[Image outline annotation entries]
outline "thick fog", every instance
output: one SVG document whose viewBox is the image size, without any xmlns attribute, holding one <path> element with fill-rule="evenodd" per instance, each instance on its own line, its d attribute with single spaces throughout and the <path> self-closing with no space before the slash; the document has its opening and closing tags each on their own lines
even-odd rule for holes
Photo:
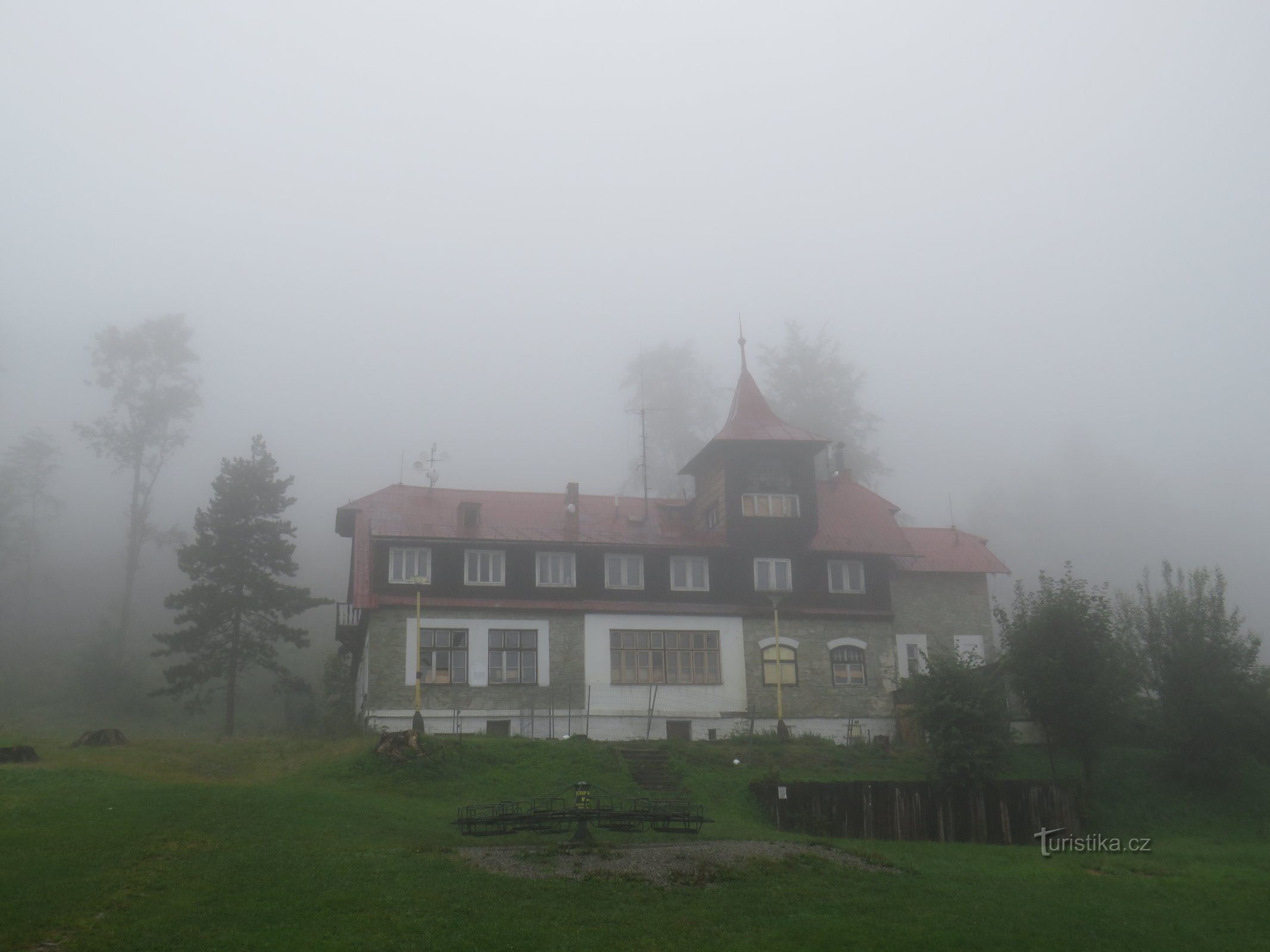
<svg viewBox="0 0 1270 952">
<path fill-rule="evenodd" d="M 46 621 L 118 597 L 127 480 L 72 430 L 109 325 L 194 327 L 155 522 L 262 433 L 343 599 L 335 508 L 403 454 L 615 493 L 631 357 L 691 339 L 730 387 L 740 316 L 841 341 L 917 524 L 1026 583 L 1220 565 L 1270 631 L 1267 36 L 1260 3 L 5 4 L 0 449 L 62 448 Z M 146 550 L 135 642 L 183 584 Z"/>
</svg>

▸ **Written instruction**:
Output every entry exactly as given; pictures are not part of the copy.

▸ **Result of the task**:
outline "thick fog", every instance
output: one SVG document whose viewBox is the image size, without any xmlns attribute, holding one <path> element with fill-rule="evenodd" per instance, each instance on its own line, its d attribute with single spaces throughout and the <path> self-closing with no space before the slash; the document has its opening and closing tags each on their own lines
even-odd rule for holes
Photo:
<svg viewBox="0 0 1270 952">
<path fill-rule="evenodd" d="M 46 621 L 118 597 L 127 480 L 72 430 L 109 325 L 194 327 L 155 522 L 262 433 L 343 599 L 335 508 L 403 454 L 615 493 L 631 357 L 691 339 L 730 387 L 740 316 L 841 341 L 917 524 L 1026 583 L 1220 565 L 1270 631 L 1267 36 L 1260 3 L 5 4 L 0 449 L 62 448 Z M 146 550 L 135 642 L 183 584 Z"/>
</svg>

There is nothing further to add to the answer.